───── LISTED ENTRIES ─────
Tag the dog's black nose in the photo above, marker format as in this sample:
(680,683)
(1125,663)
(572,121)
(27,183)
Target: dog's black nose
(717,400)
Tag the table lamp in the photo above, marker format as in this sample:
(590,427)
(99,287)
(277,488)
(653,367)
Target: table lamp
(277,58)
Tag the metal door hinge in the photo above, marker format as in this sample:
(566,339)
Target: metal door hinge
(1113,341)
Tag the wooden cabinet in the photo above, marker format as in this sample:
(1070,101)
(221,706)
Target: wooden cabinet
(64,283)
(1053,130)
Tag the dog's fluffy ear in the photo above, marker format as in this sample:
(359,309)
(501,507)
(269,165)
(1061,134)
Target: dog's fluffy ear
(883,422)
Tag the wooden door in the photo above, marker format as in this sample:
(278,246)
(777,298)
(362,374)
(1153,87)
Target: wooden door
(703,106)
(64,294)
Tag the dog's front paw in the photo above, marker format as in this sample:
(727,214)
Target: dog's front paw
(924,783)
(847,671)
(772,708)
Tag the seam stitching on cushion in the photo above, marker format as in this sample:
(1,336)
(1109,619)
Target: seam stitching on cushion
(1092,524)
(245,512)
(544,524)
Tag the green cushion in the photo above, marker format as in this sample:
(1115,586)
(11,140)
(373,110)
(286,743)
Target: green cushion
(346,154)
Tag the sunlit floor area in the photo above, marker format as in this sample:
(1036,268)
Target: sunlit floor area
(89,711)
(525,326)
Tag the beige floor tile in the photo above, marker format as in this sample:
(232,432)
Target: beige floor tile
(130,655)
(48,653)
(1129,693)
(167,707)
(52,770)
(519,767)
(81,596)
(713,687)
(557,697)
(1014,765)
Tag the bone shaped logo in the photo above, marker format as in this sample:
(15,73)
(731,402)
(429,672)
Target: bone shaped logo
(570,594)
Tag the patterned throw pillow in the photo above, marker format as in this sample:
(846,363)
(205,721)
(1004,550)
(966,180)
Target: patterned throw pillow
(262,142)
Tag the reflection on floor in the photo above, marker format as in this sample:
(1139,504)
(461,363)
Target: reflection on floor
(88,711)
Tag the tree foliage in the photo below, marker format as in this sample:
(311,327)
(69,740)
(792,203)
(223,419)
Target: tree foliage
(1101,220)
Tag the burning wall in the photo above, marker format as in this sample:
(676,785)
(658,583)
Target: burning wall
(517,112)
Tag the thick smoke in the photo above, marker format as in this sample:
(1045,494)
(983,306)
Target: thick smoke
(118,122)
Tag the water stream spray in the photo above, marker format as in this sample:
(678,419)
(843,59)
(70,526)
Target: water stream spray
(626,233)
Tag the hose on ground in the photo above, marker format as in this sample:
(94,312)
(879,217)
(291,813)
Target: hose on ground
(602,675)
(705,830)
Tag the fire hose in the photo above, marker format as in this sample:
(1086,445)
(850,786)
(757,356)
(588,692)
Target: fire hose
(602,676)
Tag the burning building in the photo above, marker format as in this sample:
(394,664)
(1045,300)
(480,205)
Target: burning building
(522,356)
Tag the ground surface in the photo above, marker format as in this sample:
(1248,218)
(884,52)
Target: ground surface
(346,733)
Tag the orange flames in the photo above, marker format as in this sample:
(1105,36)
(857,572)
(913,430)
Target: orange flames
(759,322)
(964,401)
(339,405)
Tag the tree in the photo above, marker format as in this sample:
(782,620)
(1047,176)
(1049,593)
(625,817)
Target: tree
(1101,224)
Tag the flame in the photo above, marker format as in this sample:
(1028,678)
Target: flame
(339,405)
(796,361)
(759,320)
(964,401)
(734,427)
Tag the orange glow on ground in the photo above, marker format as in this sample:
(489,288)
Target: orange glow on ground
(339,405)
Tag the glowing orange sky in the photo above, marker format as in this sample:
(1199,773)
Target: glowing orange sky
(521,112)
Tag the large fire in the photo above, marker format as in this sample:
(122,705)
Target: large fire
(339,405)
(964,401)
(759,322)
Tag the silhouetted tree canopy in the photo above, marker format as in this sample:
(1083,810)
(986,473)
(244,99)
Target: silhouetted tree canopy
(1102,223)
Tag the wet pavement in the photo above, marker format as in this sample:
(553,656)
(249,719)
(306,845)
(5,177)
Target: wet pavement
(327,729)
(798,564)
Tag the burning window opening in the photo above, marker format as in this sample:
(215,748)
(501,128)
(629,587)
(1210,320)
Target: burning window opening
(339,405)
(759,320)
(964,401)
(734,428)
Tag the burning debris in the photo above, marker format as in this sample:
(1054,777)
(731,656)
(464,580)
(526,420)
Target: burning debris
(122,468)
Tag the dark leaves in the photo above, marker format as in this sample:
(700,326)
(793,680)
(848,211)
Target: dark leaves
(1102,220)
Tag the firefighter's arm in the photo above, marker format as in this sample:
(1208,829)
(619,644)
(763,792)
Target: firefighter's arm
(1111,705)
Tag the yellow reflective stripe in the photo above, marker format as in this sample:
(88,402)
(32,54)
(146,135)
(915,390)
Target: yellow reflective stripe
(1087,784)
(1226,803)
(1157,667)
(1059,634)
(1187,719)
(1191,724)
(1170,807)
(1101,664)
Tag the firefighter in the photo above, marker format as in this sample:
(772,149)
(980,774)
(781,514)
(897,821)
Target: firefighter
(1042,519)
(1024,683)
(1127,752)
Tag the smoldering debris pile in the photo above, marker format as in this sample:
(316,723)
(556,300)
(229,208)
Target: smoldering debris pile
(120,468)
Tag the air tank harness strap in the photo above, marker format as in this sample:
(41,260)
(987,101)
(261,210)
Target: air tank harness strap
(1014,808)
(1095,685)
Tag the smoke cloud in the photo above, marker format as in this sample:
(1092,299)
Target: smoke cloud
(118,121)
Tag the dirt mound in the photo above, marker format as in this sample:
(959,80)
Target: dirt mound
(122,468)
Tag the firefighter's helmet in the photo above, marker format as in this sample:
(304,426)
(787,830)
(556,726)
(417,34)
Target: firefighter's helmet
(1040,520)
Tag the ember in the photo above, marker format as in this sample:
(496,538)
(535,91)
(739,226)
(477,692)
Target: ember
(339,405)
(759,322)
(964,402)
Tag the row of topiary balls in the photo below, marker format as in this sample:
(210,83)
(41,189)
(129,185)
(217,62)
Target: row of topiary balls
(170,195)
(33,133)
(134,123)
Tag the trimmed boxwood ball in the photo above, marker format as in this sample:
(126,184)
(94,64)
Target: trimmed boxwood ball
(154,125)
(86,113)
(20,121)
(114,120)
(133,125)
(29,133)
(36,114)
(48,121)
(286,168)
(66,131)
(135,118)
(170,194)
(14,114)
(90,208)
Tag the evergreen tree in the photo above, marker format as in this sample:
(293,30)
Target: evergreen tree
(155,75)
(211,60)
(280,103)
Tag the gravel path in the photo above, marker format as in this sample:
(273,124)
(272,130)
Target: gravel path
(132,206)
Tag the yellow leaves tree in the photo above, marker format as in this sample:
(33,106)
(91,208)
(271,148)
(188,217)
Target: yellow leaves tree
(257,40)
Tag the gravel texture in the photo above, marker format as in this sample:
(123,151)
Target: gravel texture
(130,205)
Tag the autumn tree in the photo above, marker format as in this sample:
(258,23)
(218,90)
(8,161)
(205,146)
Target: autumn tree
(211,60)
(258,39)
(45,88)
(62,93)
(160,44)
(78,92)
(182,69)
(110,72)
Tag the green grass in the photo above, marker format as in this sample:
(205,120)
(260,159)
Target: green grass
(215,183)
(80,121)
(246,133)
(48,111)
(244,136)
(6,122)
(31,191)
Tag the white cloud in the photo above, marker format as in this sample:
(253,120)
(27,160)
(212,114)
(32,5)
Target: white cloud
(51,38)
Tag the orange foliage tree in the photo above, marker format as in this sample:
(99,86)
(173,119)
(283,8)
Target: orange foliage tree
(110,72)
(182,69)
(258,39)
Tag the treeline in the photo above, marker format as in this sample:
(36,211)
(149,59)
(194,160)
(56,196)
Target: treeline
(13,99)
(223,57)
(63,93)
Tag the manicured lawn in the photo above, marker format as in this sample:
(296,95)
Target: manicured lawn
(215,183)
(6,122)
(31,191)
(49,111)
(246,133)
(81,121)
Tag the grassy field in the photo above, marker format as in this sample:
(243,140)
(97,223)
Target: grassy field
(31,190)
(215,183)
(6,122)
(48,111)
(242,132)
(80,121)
─────
Go through the records above and copy each line where "below" is found.

Tag the tree foliage in the photo below, marker format as in this sample:
Tag the row of topiary balls in the photo below, marker format as in this sample:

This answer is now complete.